**TASK**:
Starting at the line that holds "Target: blue saddle cloth", copy every line exactly through the end of the data, and no others.

**MATERIAL FOR THIS TASK**:
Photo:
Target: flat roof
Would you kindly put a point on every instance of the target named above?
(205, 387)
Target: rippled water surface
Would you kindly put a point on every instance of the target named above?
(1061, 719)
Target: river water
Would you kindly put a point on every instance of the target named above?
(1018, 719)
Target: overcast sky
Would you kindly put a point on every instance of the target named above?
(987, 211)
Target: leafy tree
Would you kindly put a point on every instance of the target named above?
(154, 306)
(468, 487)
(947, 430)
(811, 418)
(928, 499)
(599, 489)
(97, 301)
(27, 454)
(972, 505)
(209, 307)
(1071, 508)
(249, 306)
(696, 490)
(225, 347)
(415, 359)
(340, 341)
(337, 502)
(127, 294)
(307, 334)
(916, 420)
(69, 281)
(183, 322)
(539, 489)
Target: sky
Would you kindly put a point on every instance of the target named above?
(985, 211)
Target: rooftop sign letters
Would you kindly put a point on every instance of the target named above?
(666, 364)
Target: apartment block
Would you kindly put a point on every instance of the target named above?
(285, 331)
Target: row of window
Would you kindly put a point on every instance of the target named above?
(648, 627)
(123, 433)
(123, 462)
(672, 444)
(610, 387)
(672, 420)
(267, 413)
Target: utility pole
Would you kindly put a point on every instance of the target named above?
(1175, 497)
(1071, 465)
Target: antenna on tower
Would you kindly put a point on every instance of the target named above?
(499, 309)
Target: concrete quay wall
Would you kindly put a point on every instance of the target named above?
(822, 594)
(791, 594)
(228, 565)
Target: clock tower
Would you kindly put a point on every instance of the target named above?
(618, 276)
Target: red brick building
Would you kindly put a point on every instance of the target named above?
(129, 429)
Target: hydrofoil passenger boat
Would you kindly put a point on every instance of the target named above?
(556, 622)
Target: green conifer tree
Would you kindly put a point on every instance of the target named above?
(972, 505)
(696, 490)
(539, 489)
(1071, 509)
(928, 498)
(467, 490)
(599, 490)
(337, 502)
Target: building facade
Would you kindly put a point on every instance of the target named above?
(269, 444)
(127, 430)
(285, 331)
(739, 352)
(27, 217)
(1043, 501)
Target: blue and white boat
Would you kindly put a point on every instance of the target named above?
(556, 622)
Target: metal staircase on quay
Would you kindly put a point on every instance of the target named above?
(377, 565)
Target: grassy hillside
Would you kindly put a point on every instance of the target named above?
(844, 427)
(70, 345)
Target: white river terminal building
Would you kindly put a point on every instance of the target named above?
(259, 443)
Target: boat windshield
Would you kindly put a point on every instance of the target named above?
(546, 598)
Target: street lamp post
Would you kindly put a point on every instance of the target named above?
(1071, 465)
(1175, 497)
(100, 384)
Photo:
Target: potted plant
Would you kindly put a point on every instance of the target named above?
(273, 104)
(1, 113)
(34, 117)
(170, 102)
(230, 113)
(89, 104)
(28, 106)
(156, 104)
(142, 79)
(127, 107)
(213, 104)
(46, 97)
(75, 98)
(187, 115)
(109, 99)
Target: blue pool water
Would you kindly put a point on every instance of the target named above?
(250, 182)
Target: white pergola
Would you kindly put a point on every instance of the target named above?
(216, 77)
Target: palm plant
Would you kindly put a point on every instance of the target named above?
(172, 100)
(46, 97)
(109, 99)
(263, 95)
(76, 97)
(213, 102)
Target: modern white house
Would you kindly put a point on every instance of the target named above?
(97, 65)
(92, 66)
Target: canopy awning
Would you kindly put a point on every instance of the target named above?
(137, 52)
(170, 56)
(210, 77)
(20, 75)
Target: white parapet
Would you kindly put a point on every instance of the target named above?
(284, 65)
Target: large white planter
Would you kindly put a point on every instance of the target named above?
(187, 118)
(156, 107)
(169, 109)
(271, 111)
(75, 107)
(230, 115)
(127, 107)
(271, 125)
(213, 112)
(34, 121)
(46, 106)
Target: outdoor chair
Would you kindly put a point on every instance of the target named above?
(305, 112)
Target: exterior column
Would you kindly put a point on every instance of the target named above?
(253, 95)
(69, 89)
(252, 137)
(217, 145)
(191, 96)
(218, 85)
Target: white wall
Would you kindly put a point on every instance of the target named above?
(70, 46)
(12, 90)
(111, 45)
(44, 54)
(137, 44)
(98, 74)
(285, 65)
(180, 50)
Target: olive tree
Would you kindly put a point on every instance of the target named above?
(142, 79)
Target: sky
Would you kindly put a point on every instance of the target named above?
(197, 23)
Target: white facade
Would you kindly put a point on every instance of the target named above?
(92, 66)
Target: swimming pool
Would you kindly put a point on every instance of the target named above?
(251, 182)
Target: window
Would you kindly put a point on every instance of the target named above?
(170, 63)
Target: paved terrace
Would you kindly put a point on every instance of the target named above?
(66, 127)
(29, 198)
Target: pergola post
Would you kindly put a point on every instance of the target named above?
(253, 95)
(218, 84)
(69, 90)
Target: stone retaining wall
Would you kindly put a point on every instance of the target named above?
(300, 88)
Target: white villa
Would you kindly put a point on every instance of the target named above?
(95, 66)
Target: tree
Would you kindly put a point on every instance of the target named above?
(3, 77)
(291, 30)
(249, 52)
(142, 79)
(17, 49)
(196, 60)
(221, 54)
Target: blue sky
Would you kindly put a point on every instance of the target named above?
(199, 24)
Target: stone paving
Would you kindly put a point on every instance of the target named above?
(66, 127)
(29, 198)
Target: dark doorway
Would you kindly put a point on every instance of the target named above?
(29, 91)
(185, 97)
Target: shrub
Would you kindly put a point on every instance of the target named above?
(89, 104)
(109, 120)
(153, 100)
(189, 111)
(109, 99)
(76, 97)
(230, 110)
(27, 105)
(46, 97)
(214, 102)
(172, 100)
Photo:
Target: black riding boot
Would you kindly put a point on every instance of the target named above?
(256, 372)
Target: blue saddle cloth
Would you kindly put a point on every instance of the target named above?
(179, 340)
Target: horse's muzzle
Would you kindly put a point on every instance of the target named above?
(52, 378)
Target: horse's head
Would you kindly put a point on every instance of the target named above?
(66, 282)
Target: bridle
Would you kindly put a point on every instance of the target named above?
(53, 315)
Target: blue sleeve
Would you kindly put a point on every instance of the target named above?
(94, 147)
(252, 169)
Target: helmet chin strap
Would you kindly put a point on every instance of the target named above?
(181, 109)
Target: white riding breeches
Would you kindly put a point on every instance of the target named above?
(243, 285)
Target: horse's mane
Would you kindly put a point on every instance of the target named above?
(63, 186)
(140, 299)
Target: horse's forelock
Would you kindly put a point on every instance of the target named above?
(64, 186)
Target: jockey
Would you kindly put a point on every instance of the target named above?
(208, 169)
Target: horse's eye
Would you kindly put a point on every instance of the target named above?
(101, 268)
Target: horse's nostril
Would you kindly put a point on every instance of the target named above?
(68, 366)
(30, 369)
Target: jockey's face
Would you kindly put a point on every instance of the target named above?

**ANSWER IN FULL**:
Target: blue saddle cloth
Would you kindly put a point on every instance of the target named above?
(179, 340)
Target: horse's muzzle
Would you kindly put a point on every instance of the target named above?
(52, 378)
Target: horse's head
Would you kindly put a point on every instance of the target named above?
(66, 282)
Target: bridle
Would you kindly put a point on every instance of the target named above?
(53, 315)
Target: blue sleeve
Would you kindly put a point on every instance of the target named above?
(94, 147)
(252, 169)
Target: helmet chin strap
Would you kindly put a point on every instance of the target named above?
(181, 109)
Target: white riding breeches
Would you kindly put a point on every instance of the target named above?
(243, 285)
Target: horse's mane
Would you kindly put a point on every instance of the target named above?
(63, 186)
(140, 299)
Target: horse's forelock
Would you kindly put a point on every instance of the target named above?
(64, 186)
Target: jockey
Would you kindly put a point on every instance of the target named above?
(208, 169)
Target: horse's eye
Would you kindly put a point on every instance of the target named above?
(101, 268)
Target: horse's nostril
Would you kindly put a point on every instance of the target named above?
(68, 366)
(30, 369)
Target: jockey's face
Would you kindly put a point on every instance of the target named above?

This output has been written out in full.